◆ **Entries supplied**:
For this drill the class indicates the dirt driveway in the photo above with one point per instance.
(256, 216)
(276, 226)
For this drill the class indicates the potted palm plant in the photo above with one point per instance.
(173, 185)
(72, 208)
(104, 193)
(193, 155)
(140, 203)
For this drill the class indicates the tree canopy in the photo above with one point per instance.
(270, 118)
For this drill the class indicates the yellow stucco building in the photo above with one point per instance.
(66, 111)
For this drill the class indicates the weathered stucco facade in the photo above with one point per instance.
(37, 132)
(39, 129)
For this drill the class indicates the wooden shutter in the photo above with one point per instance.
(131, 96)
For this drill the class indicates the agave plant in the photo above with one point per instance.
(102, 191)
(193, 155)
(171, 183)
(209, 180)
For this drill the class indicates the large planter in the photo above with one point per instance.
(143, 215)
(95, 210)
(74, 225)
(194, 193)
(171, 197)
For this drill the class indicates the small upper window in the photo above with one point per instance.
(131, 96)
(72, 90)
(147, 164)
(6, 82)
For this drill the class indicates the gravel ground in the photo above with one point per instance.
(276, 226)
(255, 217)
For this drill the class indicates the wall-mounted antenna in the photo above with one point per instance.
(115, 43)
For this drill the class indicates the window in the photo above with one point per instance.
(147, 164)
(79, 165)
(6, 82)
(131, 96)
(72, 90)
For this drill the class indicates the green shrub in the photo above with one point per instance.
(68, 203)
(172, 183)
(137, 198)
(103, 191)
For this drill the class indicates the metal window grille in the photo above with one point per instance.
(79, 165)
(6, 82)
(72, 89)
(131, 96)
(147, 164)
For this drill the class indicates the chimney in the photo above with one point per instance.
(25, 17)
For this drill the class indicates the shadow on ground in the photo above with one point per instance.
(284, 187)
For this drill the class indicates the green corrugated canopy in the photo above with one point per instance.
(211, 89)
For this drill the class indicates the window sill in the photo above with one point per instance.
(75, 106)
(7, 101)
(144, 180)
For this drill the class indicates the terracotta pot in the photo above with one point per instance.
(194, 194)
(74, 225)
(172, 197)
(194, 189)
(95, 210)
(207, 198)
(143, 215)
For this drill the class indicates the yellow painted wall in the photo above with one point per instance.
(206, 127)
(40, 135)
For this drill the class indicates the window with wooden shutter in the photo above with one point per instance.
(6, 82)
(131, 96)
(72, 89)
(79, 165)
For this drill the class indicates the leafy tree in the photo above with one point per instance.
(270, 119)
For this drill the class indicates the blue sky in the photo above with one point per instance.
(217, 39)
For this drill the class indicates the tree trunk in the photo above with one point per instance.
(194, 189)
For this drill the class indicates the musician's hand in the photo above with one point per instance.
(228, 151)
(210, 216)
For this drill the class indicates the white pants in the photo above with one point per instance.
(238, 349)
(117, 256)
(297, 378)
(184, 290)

◆ **Task prompt**:
Convert the records above into a JSON list of strings, starting with the line that contains "For this drill the class indicates the terracotta" and running through the last line of the records. Make each line one string, and leave out blank lines.

◆ **Output of the task**:
[
  "For this drill the class indicates the terracotta pot in the photo above with one point per instance.",
  "(194, 194)",
  "(74, 225)",
  "(172, 197)",
  "(194, 189)",
  "(95, 210)",
  "(207, 198)",
  "(143, 215)",
  "For this drill the class indicates the yellow painted wall in the photo above with one point per instance.",
  "(206, 127)",
  "(40, 135)",
  "For this drill the class indicates the window with wooden shutter in the photo above with one point per instance.",
  "(6, 82)",
  "(131, 96)",
  "(72, 89)",
  "(79, 165)",
  "For this drill the class indicates the leafy tree in the photo above with one point per instance.",
  "(270, 119)",
  "For this drill the class indicates the blue sky in the photo above with one point per instance.",
  "(217, 39)",
  "For this drill the class indicates the tree trunk in the photo above with one point per instance.",
  "(194, 189)",
  "For this drill the class indicates the musician's hand in the photo above with one point per instance.",
  "(228, 151)",
  "(210, 216)",
  "For this drill the class indicates the white pants in the photo above with one point per instance.",
  "(238, 349)",
  "(117, 256)",
  "(297, 378)",
  "(184, 290)"
]